### REQUIREMENTS
Arrange every line of the material below as a numbered list, omitting blank lines.
━━━ EXERCISE MATERIAL ━━━
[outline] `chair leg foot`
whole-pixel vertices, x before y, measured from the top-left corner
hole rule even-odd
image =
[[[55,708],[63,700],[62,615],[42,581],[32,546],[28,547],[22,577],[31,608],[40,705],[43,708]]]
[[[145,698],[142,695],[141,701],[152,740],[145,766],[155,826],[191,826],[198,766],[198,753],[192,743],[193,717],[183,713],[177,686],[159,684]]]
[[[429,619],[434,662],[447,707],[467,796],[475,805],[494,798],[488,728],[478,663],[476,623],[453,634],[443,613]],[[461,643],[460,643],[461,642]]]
━━━
### ANSWER TO THIS PROBLEM
1. [outline] `chair leg foot`
2. whole-pixel vertices, x before y, measured from the top-left corner
3. hole rule even-odd
4. image =
5. [[[55,708],[63,700],[62,615],[42,581],[32,546],[28,547],[22,577],[31,608],[40,705],[43,708]]]
6. [[[145,698],[142,695],[141,701],[152,740],[145,766],[155,826],[191,826],[198,766],[198,753],[192,743],[193,717],[183,713],[177,686],[159,684]]]
7. [[[429,619],[434,662],[447,707],[467,796],[475,805],[494,798],[488,728],[478,663],[476,623],[453,634],[443,613]],[[461,643],[460,643],[461,642]]]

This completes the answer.